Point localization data
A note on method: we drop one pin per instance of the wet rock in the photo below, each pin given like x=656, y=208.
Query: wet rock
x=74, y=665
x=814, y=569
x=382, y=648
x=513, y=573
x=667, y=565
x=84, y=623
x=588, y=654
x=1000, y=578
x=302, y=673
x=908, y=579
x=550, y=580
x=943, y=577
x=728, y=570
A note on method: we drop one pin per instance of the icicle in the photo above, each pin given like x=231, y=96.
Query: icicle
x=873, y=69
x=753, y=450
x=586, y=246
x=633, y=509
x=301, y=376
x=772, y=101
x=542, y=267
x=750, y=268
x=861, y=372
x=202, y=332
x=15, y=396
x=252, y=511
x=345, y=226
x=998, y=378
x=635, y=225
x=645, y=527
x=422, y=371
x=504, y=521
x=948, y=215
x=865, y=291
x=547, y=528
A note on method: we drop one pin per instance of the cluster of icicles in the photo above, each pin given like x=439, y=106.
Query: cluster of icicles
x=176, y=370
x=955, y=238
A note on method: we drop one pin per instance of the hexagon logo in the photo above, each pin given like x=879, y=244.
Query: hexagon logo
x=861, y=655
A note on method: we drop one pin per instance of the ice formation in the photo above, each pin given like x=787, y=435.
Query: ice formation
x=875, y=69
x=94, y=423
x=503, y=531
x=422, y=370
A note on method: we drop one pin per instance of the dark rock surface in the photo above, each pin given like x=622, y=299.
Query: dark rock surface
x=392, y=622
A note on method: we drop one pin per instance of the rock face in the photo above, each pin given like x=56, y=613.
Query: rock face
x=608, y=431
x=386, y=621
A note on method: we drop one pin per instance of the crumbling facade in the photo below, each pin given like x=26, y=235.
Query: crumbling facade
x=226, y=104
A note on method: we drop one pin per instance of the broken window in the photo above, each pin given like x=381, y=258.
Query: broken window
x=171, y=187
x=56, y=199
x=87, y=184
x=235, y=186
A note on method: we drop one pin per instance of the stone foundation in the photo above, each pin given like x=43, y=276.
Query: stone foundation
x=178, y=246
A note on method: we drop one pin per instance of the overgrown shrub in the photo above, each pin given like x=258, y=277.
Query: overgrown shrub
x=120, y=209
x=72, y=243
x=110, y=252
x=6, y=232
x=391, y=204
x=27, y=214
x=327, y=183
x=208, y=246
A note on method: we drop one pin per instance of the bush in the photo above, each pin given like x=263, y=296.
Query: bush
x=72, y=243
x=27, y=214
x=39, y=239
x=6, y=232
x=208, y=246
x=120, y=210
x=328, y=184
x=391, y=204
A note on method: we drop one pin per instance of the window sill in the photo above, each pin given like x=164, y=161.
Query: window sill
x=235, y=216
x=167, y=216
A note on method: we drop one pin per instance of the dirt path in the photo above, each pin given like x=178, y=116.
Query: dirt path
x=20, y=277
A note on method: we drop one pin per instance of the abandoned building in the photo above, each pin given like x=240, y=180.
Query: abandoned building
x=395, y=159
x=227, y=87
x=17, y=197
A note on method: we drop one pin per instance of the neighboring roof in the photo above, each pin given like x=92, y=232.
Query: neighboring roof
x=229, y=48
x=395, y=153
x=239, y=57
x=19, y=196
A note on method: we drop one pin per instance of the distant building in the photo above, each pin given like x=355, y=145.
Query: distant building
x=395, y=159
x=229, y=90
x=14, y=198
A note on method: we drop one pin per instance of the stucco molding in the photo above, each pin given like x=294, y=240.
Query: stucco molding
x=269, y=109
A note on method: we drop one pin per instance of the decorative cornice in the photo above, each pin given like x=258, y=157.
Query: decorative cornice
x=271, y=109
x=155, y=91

== Task to carry out ==
Each entry must be retyped exactly as it was written above.

== Reply to the exercise ==
A note on method: we drop one pin per instance of the wet rock in the photo below, each pin given like x=656, y=208.
Query: wet rock
x=74, y=665
x=814, y=569
x=382, y=648
x=513, y=573
x=667, y=565
x=84, y=623
x=588, y=654
x=1000, y=578
x=302, y=673
x=908, y=579
x=550, y=580
x=943, y=577
x=728, y=570
A note on method: we drop one pin per instance of the icicle in the photo above, each pin given like x=231, y=96.
Query: icicle
x=873, y=69
x=753, y=450
x=586, y=246
x=633, y=509
x=301, y=376
x=772, y=101
x=542, y=267
x=750, y=268
x=861, y=372
x=202, y=332
x=15, y=396
x=252, y=511
x=345, y=226
x=998, y=378
x=635, y=225
x=645, y=527
x=422, y=371
x=504, y=521
x=948, y=215
x=865, y=291
x=547, y=528
A note on method: we drop one pin per instance of the cluster of icicles in the photo above, each pin given like x=439, y=106.
Query: cluster of icicles
x=176, y=370
x=955, y=238
A note on method: we drop one pin per instance of the hexagon logo in the photo above, each pin given like x=879, y=244.
Query: hexagon logo
x=861, y=655
A note on method: we drop one pin per instance of the ice formation in the photo above, each pin given like x=787, y=435.
Query: ice formation
x=875, y=69
x=94, y=423
x=503, y=531
x=422, y=370
A note on method: we drop one pin per instance of the dark rock surface in the photo above, each pin given like x=622, y=299.
Query: dark rock surface
x=392, y=622
A note on method: we drop one pin per instance of the rock face in the photo above, each pin given like x=56, y=613.
Query: rock face
x=608, y=431
x=386, y=621
A note on method: we drop one pin per instance of the crumbling facade in the photo below, each pin given like x=26, y=235.
Query: crumbling facade
x=226, y=104
A note on method: we drop one pin per instance of the broken window in the photo above, each pin given like x=381, y=258.
Query: broken window
x=171, y=187
x=56, y=199
x=87, y=184
x=235, y=186
A note on method: we drop one pin per instance of the stone foundation in the photo above, each pin given like x=43, y=276.
Query: stone foundation
x=178, y=246
A note on method: we drop one pin per instance of the overgrown shrub in the photo above, each pin given like x=258, y=277.
Query: overgrown shrub
x=120, y=209
x=72, y=243
x=110, y=252
x=6, y=232
x=391, y=204
x=27, y=214
x=327, y=183
x=208, y=246
A note on method: we drop one pin per instance of the bush in the photo above, each pin given like x=263, y=296.
Query: bush
x=72, y=243
x=27, y=214
x=39, y=239
x=6, y=232
x=208, y=246
x=120, y=210
x=328, y=184
x=391, y=204
A note on method: we drop one pin per instance of the window sill in the photo above, each pin given like x=164, y=161.
Query: window sill
x=235, y=216
x=167, y=216
A note on method: we drop one pin per instance of the dirt path in the photo above, each pin given like x=178, y=116.
Query: dirt path
x=20, y=277
A note on method: we drop one pin per instance of the abandoned building in the photo above, each pin given like x=240, y=180.
Query: abandoned building
x=395, y=159
x=227, y=87
x=17, y=197
A note on method: we drop one pin per instance of the neighboring roof in the photo above, each pin given like x=92, y=232.
Query: neighboring roof
x=229, y=48
x=395, y=153
x=239, y=57
x=19, y=196
A note on method: we drop one pin per instance of the distant building in the photo above, each pin given like x=355, y=145.
Query: distant building
x=395, y=159
x=229, y=90
x=14, y=198
A note on method: we drop one pin per instance of the stucco molding in the photo above, each pin given like x=294, y=240.
Query: stucco molding
x=269, y=109
A note on method: we drop one pin per instance of the decorative cornice in the photo above, each pin given like x=258, y=157.
Query: decorative cornice
x=271, y=109
x=155, y=91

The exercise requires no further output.